SUPPLIED RECORDS »
□ □ □ □ □ □ □

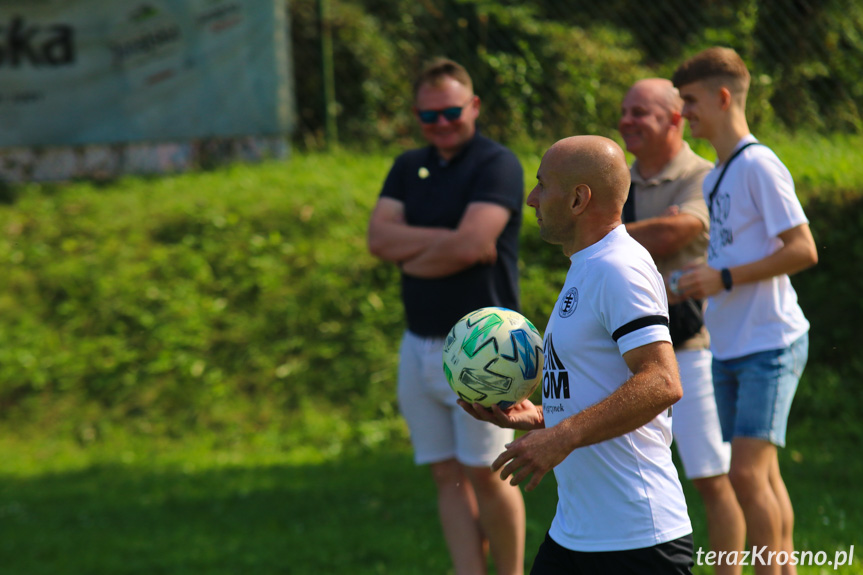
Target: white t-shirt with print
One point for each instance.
(755, 202)
(623, 493)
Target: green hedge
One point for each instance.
(243, 296)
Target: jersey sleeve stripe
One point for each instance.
(637, 324)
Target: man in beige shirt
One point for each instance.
(666, 213)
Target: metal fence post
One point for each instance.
(331, 133)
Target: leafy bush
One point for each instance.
(245, 298)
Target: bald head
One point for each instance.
(596, 162)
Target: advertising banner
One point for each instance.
(76, 72)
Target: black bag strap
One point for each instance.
(722, 175)
(628, 215)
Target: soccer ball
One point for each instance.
(493, 356)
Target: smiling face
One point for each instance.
(650, 118)
(448, 136)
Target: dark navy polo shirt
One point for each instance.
(436, 193)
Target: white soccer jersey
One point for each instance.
(623, 493)
(755, 202)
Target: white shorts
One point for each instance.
(439, 428)
(695, 420)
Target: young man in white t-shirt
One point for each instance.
(759, 235)
(610, 379)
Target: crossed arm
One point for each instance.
(653, 388)
(430, 252)
(665, 235)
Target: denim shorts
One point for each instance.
(754, 392)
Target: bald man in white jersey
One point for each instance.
(610, 379)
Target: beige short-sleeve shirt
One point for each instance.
(679, 184)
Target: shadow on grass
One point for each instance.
(364, 514)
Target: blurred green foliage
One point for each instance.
(245, 299)
(546, 69)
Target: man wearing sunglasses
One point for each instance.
(449, 217)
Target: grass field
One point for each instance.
(270, 485)
(260, 505)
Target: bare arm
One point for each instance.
(653, 388)
(665, 235)
(798, 252)
(473, 242)
(390, 238)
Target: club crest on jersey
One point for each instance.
(568, 303)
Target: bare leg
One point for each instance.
(726, 526)
(459, 517)
(787, 514)
(751, 463)
(502, 516)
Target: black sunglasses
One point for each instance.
(451, 114)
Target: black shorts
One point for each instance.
(674, 557)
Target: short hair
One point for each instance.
(434, 71)
(714, 64)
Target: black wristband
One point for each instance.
(726, 279)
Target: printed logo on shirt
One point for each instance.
(568, 303)
(555, 378)
(719, 221)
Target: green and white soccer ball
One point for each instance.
(493, 356)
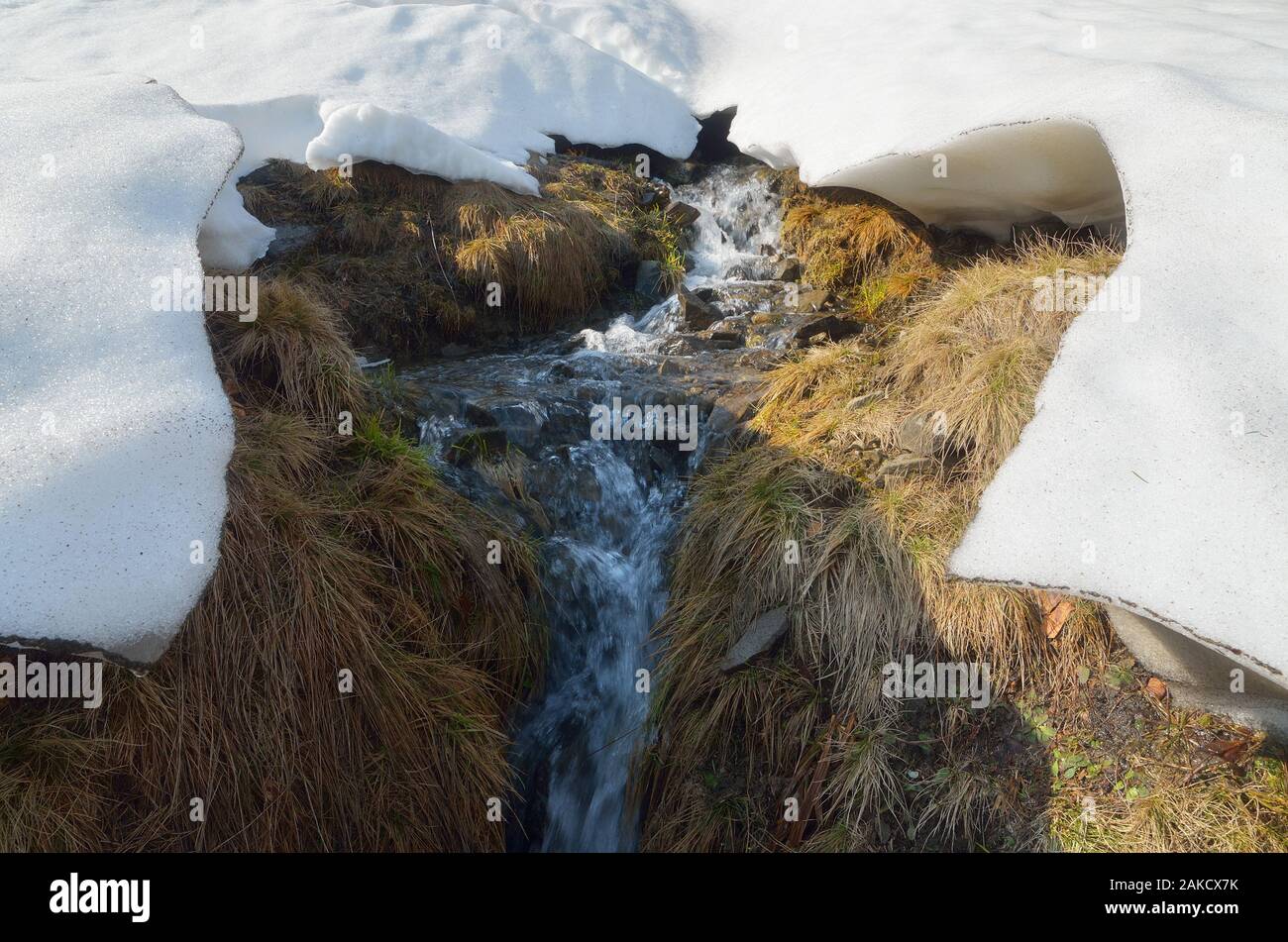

□ □ □ □ □ □ □

TASK DETAILS »
Edit the material from the line containing "Target: black sunglasses" through its end, replacing "instance" with "occurrence" and keeping everything else unchanged. Return only those lines, leaving out the pictures.

ANSWER TO THIS EXERCISE »
Target: black sunglasses
One point for each occurrence.
(451, 114)
Target: black shorts
One point for each occurrence.
(674, 557)
Target: short hair
One point for each occurrence.
(434, 71)
(714, 64)
Target: black wristband
One point for each occurrence.
(726, 279)
Target: printed logo on shirt
One point for each occurrence.
(568, 303)
(555, 378)
(719, 221)
Target: green and white soccer ball
One point for each occurrence.
(493, 356)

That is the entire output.